== What you will do ==
a - In the research topic description, what is named as an example of a "domain-general" mechanism?
b - Continue the research topic description from its last sentence.

== Text passage ==
------------------------------------------------

About this Research Topic
We encourage submissions from investigators using different species, populations (normative adult, developmental, neurological, psychiatric), and tools (imaging, electrophysiology, psychophysiology, genetics, computational/behavioral economic modeling, lesions, pharmacology, TMS, epidemiology, behavior) to understand the neurobiology of cognition-emotion interactions.
The aim of the Topic is to begin to address several key questions about the interplay of cognitive and emotional processes in the brain, including:
• IMPACT OF EMOTIONAL STATES ON COGNITION: How do stress and emotional states alter cognition? Which neural circuits mediate these effects? How are they related to changes in the amount or pattern of neural activity and to alterations in connectivity (cellular or systems level)? What are the key molecular and genetic pathways underlying the influence of emotion on cognition?
• INTEGRATION OF EMOTION AND COGNITION: Can activity in ‘affective’ brain regions contribute to adaptive, normative cognition? For instance, there is evidence that negative affect can influence attention and top-down control systems. How might the brain use errors, reinforcers, and other emotionally-salient feedback, including social cues, to sculpt complex cognition and behavior? How is emotion integrated with cognition (computationally, neurally)? Are there ‘domain-general’ mechanisms (e.g., ‘salience’ networks) that play a key role in both cognitive and emotional processes?
• TRAIT-LIKE INDIVIDUAL DIFFERENCES: Do individual differences in affective dimensions of temperament and personality involve systematic changes in cognition? Do they alter risk for the development or maintenance of clinical disorders? How is this realized in the brain?
• TRANSLATIONAL: Are there individual differences that increase vulnerability to the impact of affect on cognition—who is vulnerable, and who resilient? What are the implications of the neural interplay between cognition and emotion for occupational and academic performance (e.g., choking under pressure), for interpersonal relationships (e.g., ‘stonewalling’ during conflict), for economic and health decision-making (e.g., abstinence, relapse, therapy compliance), and for psychopathogy? Are these effects stable across development?

------------------------------------------------

== Material shown ==
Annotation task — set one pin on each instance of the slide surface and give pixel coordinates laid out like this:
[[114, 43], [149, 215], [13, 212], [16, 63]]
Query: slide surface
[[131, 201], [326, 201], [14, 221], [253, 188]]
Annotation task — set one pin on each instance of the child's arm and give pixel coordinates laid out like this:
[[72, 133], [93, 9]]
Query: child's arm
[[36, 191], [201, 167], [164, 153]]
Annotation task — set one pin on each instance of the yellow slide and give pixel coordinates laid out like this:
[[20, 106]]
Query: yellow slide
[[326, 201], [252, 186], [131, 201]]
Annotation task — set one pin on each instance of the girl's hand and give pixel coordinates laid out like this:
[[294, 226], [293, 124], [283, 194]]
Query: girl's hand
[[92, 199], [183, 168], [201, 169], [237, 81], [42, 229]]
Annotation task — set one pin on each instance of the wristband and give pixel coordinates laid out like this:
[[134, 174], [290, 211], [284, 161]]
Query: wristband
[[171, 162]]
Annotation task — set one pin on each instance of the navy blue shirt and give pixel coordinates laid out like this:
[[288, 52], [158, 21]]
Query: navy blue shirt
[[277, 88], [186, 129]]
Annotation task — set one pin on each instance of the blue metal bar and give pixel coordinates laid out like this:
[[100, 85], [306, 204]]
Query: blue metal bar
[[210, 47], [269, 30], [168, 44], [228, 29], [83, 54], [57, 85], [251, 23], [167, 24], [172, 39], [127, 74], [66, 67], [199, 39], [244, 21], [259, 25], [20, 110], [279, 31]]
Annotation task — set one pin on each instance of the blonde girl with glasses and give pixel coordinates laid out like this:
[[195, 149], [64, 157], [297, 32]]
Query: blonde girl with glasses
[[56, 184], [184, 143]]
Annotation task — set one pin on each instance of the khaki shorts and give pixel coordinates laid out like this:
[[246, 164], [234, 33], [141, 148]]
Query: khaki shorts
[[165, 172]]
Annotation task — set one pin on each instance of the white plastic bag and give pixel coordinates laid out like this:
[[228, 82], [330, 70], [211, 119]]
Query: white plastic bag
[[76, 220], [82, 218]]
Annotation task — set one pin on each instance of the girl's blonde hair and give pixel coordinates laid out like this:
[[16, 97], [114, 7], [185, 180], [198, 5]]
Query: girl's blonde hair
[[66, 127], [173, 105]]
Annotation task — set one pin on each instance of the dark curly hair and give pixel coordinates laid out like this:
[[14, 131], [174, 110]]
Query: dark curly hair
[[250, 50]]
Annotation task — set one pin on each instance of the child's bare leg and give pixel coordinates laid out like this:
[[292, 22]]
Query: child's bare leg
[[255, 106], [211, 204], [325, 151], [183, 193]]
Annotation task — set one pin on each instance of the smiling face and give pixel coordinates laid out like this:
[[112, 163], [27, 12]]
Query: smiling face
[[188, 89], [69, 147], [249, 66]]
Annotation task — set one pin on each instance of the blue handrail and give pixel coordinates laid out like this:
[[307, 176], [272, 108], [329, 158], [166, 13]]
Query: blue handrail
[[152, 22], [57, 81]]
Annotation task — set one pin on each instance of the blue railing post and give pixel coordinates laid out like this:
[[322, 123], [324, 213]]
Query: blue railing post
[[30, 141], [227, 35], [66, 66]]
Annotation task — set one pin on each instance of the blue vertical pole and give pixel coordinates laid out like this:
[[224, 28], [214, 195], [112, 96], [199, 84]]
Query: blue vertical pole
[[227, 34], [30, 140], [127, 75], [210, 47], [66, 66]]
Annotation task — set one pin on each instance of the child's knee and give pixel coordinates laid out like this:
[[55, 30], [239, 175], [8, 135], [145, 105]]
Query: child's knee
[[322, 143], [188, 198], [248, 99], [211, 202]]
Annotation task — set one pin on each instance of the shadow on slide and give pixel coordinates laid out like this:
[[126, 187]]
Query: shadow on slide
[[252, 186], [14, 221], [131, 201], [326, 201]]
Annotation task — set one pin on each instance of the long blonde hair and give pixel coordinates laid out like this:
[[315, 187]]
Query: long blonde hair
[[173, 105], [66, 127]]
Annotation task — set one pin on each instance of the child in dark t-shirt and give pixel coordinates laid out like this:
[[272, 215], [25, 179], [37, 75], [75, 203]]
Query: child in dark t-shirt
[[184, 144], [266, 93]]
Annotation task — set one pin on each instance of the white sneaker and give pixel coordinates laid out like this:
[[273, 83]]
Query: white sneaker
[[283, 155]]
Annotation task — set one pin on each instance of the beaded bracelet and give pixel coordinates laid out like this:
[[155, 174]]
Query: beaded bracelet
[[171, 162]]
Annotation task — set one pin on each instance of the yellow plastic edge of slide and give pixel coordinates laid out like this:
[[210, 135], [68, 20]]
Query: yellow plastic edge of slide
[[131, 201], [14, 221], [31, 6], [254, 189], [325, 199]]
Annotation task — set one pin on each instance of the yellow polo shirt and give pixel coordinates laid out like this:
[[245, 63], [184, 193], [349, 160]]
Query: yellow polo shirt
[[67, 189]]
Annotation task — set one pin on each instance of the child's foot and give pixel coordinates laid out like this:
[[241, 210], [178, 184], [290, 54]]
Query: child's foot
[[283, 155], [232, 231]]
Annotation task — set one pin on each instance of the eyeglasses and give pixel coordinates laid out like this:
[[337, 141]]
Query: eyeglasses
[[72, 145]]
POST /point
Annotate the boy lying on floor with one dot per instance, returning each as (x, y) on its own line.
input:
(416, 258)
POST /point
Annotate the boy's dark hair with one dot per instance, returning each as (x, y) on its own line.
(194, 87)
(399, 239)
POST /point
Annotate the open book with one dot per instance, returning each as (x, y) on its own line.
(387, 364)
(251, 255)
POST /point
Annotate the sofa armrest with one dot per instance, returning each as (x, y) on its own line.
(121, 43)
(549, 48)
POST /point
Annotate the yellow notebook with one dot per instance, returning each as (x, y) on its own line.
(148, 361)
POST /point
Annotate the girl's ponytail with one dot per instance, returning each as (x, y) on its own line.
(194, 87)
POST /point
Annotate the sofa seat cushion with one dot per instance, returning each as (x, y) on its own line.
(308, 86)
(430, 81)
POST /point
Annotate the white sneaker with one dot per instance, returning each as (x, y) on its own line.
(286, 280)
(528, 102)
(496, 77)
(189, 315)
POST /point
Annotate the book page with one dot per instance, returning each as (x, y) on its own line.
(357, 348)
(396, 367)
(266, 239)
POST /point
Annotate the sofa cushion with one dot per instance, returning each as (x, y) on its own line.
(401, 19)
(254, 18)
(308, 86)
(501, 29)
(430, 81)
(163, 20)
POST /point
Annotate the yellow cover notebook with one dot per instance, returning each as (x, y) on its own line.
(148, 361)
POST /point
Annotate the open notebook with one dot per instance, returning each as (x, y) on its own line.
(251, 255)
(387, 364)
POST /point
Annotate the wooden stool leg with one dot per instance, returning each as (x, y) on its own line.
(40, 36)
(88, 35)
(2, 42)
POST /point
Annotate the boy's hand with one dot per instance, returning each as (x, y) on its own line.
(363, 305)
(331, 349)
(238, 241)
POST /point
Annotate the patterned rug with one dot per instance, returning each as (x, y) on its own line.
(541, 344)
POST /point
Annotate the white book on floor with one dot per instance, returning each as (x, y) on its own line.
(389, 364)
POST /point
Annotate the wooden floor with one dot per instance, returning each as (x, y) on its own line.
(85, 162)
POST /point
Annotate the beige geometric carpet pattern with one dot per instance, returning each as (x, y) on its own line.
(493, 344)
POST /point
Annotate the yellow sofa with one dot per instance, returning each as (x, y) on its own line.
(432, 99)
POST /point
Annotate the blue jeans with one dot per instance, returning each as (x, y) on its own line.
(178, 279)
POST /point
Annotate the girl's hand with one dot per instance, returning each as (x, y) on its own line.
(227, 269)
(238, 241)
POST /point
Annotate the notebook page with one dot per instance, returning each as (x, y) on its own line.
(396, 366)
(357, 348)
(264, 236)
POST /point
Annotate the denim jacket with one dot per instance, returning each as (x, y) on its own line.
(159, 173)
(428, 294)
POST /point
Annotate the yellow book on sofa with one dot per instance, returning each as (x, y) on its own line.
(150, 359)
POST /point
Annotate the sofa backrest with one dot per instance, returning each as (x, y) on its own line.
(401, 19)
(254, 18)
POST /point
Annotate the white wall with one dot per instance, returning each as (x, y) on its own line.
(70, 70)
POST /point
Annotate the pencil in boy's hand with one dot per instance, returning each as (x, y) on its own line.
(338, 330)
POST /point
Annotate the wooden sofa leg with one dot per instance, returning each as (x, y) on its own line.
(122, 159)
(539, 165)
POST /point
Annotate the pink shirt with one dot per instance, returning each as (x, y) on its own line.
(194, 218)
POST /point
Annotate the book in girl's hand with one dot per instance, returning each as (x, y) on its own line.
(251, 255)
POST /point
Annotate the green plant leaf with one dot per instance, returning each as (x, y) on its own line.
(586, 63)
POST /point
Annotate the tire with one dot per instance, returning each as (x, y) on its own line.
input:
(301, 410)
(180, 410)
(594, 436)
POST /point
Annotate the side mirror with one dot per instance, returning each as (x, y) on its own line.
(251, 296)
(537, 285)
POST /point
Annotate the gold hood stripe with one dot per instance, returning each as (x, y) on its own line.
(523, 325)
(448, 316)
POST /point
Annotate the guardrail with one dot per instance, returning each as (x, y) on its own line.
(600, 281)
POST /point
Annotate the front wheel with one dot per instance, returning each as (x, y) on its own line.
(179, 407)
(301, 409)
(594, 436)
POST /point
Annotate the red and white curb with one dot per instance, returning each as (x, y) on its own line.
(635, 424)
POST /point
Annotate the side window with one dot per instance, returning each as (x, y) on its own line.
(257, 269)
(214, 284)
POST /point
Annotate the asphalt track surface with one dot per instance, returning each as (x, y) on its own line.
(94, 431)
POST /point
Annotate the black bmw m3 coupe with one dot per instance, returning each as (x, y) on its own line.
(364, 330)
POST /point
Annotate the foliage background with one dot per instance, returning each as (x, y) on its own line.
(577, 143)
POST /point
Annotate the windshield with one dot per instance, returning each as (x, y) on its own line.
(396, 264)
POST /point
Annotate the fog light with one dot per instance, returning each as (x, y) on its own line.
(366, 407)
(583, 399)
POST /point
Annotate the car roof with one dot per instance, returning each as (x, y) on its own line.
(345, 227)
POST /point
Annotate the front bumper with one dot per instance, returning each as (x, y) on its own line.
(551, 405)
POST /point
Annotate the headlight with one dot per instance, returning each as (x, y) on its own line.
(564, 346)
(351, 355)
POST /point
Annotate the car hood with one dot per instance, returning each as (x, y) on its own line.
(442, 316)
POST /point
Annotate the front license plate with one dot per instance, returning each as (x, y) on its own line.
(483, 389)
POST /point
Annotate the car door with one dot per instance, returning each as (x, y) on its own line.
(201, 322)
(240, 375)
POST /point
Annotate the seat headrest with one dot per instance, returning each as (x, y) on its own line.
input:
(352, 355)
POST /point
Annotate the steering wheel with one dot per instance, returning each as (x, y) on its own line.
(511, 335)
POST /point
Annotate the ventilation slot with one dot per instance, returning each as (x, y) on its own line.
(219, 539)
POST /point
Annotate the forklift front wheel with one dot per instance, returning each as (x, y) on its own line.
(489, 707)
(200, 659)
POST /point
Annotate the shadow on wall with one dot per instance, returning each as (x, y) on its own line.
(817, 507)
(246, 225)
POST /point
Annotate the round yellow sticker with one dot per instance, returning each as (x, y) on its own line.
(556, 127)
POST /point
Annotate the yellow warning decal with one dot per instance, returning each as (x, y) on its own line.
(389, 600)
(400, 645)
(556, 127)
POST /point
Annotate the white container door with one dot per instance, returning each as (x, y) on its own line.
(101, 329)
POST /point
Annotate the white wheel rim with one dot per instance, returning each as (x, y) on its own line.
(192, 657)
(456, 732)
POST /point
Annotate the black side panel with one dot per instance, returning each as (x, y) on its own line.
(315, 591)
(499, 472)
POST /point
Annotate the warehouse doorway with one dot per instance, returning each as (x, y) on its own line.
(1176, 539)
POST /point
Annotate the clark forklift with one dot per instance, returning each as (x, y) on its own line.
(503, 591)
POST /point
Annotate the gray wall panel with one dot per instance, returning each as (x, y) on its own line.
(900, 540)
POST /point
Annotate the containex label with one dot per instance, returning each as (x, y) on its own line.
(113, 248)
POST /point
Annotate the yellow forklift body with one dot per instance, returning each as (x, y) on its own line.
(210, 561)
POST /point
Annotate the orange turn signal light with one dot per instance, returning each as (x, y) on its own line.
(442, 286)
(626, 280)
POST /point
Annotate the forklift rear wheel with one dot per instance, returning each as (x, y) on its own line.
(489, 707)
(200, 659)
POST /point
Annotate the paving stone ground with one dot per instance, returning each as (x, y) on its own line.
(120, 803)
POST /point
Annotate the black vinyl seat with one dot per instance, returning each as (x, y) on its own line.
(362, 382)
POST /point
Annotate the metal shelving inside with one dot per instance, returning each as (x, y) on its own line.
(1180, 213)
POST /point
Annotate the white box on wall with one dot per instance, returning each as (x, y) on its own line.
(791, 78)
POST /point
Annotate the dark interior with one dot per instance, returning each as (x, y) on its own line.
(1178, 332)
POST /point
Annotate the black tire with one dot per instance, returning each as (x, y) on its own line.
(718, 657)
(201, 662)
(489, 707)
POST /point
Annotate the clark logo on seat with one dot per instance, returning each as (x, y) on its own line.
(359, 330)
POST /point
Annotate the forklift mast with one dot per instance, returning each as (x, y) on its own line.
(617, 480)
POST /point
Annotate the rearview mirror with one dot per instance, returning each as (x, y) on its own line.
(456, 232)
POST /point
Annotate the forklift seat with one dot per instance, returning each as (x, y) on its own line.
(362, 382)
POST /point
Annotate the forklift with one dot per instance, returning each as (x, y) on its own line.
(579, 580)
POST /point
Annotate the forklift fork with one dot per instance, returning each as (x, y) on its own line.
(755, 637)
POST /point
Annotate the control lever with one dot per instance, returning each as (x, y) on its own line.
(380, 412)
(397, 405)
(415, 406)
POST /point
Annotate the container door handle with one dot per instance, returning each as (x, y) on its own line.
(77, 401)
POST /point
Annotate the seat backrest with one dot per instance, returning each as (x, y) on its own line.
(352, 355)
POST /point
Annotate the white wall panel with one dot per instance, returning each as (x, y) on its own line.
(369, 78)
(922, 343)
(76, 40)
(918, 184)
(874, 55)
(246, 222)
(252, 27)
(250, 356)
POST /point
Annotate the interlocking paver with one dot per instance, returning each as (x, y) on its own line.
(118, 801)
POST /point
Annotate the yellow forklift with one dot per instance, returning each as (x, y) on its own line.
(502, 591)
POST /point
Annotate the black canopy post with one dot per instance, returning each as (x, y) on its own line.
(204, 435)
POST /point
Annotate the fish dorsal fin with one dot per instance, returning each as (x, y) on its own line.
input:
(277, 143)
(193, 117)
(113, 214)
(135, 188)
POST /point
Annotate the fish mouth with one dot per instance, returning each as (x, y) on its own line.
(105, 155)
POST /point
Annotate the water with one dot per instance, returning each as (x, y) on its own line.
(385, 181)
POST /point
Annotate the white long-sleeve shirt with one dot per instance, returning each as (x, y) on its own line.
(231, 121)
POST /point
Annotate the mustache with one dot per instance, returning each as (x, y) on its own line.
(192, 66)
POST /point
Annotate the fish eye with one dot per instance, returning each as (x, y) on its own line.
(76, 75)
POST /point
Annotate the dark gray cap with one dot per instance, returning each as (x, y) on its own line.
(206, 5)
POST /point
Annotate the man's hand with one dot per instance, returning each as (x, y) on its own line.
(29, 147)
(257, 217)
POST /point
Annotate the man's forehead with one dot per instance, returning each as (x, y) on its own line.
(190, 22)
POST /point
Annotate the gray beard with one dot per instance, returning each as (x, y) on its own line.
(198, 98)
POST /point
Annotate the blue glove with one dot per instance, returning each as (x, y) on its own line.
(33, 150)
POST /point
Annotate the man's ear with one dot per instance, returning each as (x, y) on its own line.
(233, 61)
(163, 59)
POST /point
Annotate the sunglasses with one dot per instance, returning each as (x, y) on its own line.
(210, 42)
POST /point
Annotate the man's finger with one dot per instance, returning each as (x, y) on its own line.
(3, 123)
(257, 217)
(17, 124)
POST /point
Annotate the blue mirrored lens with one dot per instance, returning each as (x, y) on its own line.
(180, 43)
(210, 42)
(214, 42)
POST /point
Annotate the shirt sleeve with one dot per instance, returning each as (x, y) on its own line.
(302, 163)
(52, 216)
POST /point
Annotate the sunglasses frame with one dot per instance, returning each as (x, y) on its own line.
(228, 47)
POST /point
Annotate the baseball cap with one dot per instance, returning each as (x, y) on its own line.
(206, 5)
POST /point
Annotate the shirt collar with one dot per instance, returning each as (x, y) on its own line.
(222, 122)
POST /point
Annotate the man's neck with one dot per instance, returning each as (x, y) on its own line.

------------------------------------------------

== Responses in order ==
a - "Salience" networks.

b -
• PLASTICITY AND INTERVENTION: How plastic is the interplay of cognition and emotion? Can these processes be trained or cultivated? What are the prospects for developing neuroscientifically-informed interventions for therapeutic purposes or enhancement? Are there promising interventions that warrant additional scrutiny?
• METHODOLOGICAL CONSIDERATIONS: Are there key methodological issues that preclude strong inferences in this domain? How can we leverage recent methodological advances to enhance our understanding of cognition-emotion interactions? Are different emotion elicitation techniques (e.g., pain, mental arithmetic, anxiogenic drugs) created equal or are they different in kind?
• STATE OF THE FIELD AND FUTURE CHALLENGES: Are there key points of consensus? What are the most fruitful avenues for future research? Are there key points of disagreement that have impeded progress?
Important Note: All contributions to this Research Topic must be within the scope of the section and journal to which they are submitted, as defined in their mission statements. Frontiers reserves the right to guide an out-of-scope manuscript to a more suitable section or journal at any stage of peer review.